» Your instructions
Please retype the data from its first line through the line that contains "[[[375,262],[375,303],[412,278],[408,265],[397,254],[386,250]]]", including that line, with every character unchanged.

» Dataset
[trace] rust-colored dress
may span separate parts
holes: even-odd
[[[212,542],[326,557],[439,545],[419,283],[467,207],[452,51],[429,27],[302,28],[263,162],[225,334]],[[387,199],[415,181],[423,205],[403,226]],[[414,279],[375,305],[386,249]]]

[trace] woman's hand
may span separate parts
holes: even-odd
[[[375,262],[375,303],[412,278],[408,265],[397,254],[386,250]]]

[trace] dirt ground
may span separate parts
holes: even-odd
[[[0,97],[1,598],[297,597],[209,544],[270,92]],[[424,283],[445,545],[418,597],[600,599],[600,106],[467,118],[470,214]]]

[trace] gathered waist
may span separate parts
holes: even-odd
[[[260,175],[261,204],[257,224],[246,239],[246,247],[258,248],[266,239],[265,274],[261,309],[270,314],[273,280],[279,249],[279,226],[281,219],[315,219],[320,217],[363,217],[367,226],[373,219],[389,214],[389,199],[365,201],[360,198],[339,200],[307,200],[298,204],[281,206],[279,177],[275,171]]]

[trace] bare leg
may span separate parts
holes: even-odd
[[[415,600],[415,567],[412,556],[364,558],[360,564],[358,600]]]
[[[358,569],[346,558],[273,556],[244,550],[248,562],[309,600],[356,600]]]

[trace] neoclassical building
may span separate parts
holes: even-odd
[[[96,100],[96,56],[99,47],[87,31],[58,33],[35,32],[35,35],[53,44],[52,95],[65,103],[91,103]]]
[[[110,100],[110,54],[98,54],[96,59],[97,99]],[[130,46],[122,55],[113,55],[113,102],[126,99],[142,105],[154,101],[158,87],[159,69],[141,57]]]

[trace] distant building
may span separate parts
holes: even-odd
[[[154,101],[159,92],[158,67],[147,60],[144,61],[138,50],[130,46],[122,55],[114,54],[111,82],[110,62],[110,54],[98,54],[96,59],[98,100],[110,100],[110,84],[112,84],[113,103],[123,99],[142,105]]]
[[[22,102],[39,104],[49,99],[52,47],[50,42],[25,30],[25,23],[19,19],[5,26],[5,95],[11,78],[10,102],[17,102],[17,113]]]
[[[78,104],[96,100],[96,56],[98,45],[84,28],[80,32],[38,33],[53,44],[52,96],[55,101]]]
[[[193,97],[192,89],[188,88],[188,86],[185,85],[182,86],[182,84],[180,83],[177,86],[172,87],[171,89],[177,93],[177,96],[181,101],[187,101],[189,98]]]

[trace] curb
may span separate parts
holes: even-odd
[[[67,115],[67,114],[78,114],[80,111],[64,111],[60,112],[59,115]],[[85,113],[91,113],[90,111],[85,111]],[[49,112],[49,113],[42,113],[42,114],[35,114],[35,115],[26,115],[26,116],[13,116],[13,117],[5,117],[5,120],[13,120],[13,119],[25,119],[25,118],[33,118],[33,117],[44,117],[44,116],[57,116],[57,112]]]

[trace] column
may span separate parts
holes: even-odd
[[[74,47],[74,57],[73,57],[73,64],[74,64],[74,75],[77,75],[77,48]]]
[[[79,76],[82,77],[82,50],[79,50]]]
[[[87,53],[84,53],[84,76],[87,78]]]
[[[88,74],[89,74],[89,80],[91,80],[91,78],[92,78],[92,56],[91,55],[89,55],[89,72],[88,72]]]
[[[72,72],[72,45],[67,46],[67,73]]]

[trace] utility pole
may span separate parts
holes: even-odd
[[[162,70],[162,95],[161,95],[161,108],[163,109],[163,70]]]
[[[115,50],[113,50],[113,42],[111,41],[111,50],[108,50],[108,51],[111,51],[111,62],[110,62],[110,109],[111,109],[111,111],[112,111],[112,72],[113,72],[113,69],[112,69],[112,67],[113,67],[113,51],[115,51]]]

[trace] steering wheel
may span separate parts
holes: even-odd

» Written answer
[trace] rust-colored dress
may span separate parts
holes: even-odd
[[[212,542],[326,557],[439,545],[419,283],[467,207],[452,51],[429,27],[302,28],[263,162],[225,334]],[[387,199],[415,181],[423,205],[403,226]],[[414,279],[375,305],[386,249]]]

[trace] woman's hand
may span separate parts
holes: even-odd
[[[375,262],[375,303],[412,278],[408,265],[397,254],[386,250]]]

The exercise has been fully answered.